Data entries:
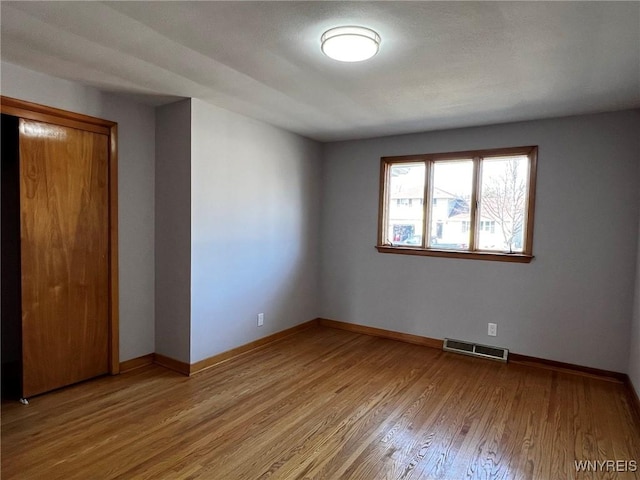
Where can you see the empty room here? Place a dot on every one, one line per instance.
(320, 240)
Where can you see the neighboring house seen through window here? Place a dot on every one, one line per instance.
(475, 204)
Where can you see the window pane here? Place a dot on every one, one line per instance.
(406, 199)
(450, 214)
(503, 203)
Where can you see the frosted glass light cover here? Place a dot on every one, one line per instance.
(350, 44)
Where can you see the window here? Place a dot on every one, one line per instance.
(475, 204)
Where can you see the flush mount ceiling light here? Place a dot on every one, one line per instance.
(350, 44)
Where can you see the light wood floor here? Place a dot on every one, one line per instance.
(326, 404)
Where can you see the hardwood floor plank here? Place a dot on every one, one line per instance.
(326, 404)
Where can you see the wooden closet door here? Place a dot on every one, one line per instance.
(64, 212)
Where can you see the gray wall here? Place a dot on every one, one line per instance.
(173, 230)
(573, 303)
(255, 196)
(634, 354)
(136, 157)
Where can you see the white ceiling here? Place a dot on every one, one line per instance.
(440, 65)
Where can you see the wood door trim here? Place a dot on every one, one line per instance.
(42, 113)
(56, 116)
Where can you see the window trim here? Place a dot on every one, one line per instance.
(385, 174)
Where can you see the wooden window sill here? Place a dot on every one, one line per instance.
(491, 256)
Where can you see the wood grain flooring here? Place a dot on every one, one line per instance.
(326, 404)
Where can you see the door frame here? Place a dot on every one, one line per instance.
(56, 116)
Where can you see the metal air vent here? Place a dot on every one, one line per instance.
(475, 350)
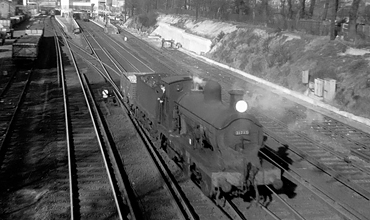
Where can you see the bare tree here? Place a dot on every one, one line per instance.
(326, 7)
(334, 9)
(265, 10)
(290, 9)
(353, 19)
(303, 9)
(312, 7)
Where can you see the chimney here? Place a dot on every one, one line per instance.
(235, 95)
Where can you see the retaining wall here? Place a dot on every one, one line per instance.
(188, 41)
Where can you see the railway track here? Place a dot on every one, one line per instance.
(357, 173)
(238, 213)
(204, 209)
(97, 189)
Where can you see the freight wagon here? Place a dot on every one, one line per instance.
(26, 47)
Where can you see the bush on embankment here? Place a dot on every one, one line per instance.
(280, 57)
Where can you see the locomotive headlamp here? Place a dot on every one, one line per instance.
(241, 106)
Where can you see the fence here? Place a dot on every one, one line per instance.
(314, 27)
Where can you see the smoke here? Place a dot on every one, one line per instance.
(304, 124)
(198, 83)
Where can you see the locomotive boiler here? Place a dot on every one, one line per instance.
(216, 144)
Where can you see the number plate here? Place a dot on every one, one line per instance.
(243, 132)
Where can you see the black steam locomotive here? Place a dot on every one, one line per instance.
(216, 144)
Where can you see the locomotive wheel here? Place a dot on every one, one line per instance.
(205, 188)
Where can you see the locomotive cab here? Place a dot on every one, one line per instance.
(227, 135)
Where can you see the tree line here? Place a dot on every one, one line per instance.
(264, 10)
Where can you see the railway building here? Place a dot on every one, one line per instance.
(7, 9)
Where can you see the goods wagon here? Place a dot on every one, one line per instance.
(26, 47)
(216, 144)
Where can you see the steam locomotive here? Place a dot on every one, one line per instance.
(217, 145)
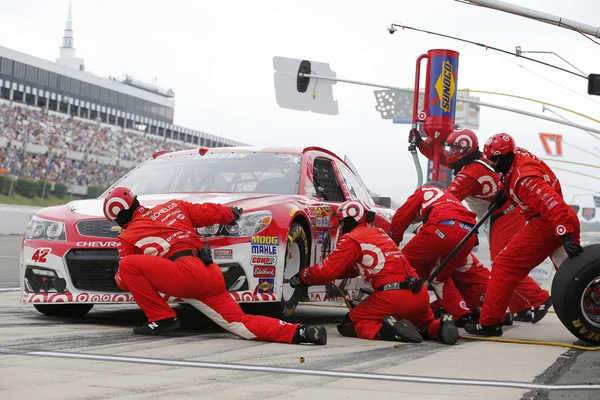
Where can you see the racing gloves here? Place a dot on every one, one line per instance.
(237, 212)
(499, 199)
(295, 281)
(572, 248)
(414, 133)
(205, 255)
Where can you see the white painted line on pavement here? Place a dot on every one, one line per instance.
(297, 371)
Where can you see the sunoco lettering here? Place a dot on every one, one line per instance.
(446, 85)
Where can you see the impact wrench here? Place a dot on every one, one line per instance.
(473, 231)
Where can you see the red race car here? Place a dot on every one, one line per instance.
(69, 256)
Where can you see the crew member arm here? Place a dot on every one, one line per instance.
(405, 215)
(207, 214)
(425, 146)
(540, 197)
(127, 249)
(336, 265)
(463, 186)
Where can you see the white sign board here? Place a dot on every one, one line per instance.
(318, 97)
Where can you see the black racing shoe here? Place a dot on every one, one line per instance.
(448, 332)
(397, 331)
(489, 330)
(540, 312)
(475, 314)
(508, 319)
(462, 321)
(523, 315)
(437, 312)
(310, 334)
(158, 327)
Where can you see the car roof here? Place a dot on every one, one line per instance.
(288, 150)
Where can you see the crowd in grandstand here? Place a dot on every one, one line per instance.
(57, 136)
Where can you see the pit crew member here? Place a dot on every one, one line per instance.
(398, 292)
(477, 183)
(446, 221)
(552, 228)
(161, 252)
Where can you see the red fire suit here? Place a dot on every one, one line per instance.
(477, 183)
(369, 252)
(152, 237)
(446, 223)
(471, 281)
(533, 187)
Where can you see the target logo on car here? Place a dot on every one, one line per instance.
(263, 260)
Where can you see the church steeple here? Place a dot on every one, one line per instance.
(67, 51)
(68, 37)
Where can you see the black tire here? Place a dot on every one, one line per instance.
(64, 310)
(568, 287)
(284, 309)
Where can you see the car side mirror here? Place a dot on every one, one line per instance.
(320, 192)
(383, 201)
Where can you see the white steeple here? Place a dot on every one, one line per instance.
(67, 51)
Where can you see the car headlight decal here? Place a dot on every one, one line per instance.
(249, 224)
(44, 229)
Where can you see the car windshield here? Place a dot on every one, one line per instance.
(237, 172)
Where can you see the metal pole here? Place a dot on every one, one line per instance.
(519, 52)
(537, 15)
(469, 101)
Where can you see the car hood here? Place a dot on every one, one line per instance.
(78, 209)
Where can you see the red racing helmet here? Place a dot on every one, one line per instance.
(355, 209)
(118, 199)
(499, 144)
(459, 144)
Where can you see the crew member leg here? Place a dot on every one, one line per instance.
(226, 313)
(528, 248)
(528, 293)
(367, 317)
(145, 276)
(434, 243)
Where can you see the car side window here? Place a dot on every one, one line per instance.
(326, 182)
(355, 188)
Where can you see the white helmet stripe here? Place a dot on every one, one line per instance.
(114, 205)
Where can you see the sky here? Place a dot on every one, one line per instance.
(218, 58)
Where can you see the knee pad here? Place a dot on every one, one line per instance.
(347, 329)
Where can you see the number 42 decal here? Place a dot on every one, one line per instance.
(40, 254)
(545, 137)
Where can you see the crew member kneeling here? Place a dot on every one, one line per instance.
(159, 253)
(399, 294)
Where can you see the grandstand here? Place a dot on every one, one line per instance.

#### REQUIREMENTS
Include both ends. Return the line holding "Where can you see the white helmet" and all lines after it in the records above, exactly as written.

#### EXERCISE RESPONSE
Where can you see the white helmet stripe here? Place a dot on every one, one line per instance.
(114, 205)
Where can you see the sky here? Place a dot on every one, one line per instance.
(218, 58)
Where can you see the knee pad here? Place a dot on every one, one line per instance.
(347, 329)
Where can you see the number 42 decal here? Place a dot on every one, one line per instance.
(40, 254)
(545, 137)
Where can you see the crew member kneeling here? Place a dot on every one, one line per instance.
(159, 253)
(399, 294)
Where can you see the grandstand here? Place a dot on every one, one line per instance.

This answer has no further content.